What you need to do
The entries below contain a stretch that opens with the line containing "Place one marker on every instance of the underwater visibility" and closes with the line containing "pixel 613 43."; set down that stretch exactly, both ends included, and nothing else.

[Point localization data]
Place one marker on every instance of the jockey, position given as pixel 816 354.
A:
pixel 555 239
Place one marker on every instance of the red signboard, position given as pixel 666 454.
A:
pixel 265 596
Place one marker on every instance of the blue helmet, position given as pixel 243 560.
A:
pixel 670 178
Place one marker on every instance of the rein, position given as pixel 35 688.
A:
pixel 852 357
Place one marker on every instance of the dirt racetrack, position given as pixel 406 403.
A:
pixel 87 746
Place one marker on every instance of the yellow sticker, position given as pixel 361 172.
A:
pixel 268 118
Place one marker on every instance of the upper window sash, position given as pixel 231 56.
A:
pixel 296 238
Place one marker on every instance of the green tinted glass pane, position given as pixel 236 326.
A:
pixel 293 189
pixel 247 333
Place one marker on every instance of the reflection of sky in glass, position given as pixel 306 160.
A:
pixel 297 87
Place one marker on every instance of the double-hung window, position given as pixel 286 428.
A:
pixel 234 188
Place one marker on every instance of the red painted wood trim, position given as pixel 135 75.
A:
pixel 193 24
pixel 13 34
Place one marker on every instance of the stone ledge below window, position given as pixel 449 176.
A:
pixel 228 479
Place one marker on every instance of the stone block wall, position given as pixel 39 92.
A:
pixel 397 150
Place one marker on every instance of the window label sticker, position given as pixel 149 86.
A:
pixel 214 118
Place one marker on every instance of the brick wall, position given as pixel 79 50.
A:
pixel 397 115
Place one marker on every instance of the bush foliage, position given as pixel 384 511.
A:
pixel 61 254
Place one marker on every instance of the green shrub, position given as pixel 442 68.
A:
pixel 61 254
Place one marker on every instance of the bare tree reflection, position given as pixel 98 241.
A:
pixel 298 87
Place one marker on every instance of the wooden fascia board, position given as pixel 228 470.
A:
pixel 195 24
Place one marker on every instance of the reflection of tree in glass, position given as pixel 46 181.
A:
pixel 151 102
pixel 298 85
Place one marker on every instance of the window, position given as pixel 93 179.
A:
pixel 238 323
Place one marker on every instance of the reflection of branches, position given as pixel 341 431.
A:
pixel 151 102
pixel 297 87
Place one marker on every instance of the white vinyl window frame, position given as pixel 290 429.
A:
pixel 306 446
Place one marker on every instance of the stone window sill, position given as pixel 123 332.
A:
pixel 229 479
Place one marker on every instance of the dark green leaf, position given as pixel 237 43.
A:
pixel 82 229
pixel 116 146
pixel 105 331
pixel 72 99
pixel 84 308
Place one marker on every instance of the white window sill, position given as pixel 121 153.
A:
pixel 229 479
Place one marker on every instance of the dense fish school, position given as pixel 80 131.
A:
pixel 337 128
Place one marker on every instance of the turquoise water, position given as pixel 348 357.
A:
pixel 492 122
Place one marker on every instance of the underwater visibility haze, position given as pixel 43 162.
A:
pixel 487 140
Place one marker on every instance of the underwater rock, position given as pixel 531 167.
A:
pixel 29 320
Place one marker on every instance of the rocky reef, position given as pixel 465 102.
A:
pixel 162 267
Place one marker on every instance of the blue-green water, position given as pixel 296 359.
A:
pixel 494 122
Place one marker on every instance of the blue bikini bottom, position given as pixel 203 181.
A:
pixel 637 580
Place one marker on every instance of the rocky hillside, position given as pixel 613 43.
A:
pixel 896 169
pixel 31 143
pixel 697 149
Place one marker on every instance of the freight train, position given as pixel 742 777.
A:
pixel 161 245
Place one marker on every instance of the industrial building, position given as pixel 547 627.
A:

Written answer
Place one marker on every instance of the underwater visibility haze, position given as pixel 43 162.
A:
pixel 487 140
Place one marker on every instance of the underwater rock, position given as pixel 531 167.
A:
pixel 29 320
Place one marker on every instance of the rocky reef, position given as pixel 465 102.
A:
pixel 162 267
Place one marker on every instance of the blue-green water, position given as pixel 296 359.
A:
pixel 494 122
Place one marker on every instance of the blue bikini bottom, position given as pixel 203 181.
A:
pixel 637 580
Place one marker on every instance of the rocky hillside, position given as pixel 613 43.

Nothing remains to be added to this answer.